PAGE »
Neural recordings are accompanied by various other measurements, controlled manipulations, and other meta data. For example, timing of a visual cue, time course of an auditory stimulus, behavioral measurements (button press, eye movement, EMG), time and magnitude of the reward, heart beat, on going EEG/ECoG/LFP measurements, and so on. It is cumbersome to find a representation of these covariates for regression-style analysis, especially when they are events. This is because events usually do not have an instantaneous effect to the response (dependent) variable. This package allows you to expand and transform your experimental variables to a feature space as a design matrix such that a simple linear analysis could yield desired results.
This tutorial will explain how to import your experimental data, and build appropriate features spaces to do fancy regression analysis easily.
We assume the experimental variables are observations over time, and organized into trials. If your data don't have a trial structure, you can put all your data in a single trial. There are 4 types of variables that constitute data: spike train, timing, continuous, and value. This framework uses string labels to address each variable later.
Each spike train is a sequence of spike timings from a single neuron. The spike timings are relative to the beginning of the trial.

CHALLENGE 1 »
According to the tutorial, what are the four types of variables that make up the data?

ENTRIES »
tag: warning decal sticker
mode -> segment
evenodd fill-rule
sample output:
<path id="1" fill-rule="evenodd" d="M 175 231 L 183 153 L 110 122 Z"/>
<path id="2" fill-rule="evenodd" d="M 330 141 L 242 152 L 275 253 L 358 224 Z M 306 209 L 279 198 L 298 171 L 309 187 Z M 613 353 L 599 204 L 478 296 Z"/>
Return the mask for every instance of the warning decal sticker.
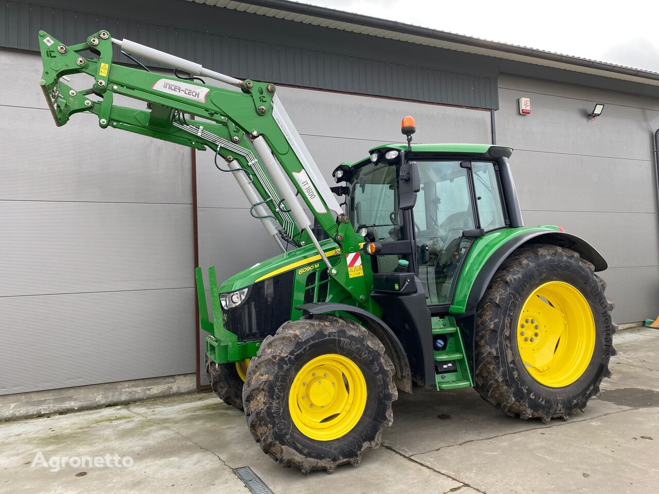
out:
<path id="1" fill-rule="evenodd" d="M 351 252 L 345 254 L 345 260 L 348 263 L 348 275 L 351 278 L 364 276 L 364 268 L 362 267 L 362 256 L 359 252 Z"/>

CHALLENGE 2 »
Lay out every line of the rows above as a numbered list, skipping blank lines. Leave the pictures out of your answer.

CORRECT RESPONSE 1 »
Spike train, timing, continuous, and value.

CORRECT RESPONSE 2 »
1. tag: warning decal sticker
2. mode -> segment
3. evenodd fill-rule
4. sample output:
5. <path id="1" fill-rule="evenodd" d="M 175 231 L 183 153 L 110 122 Z"/>
6. <path id="2" fill-rule="evenodd" d="M 330 141 L 242 152 L 275 253 L 358 224 Z M 306 209 L 279 198 L 298 171 L 309 187 Z M 613 353 L 599 204 L 478 296 Z"/>
7. Return the mask for every instance of the warning decal sticker.
8. out:
9. <path id="1" fill-rule="evenodd" d="M 351 252 L 345 254 L 345 260 L 348 263 L 348 275 L 351 278 L 364 276 L 364 268 L 362 267 L 362 256 L 359 252 Z"/>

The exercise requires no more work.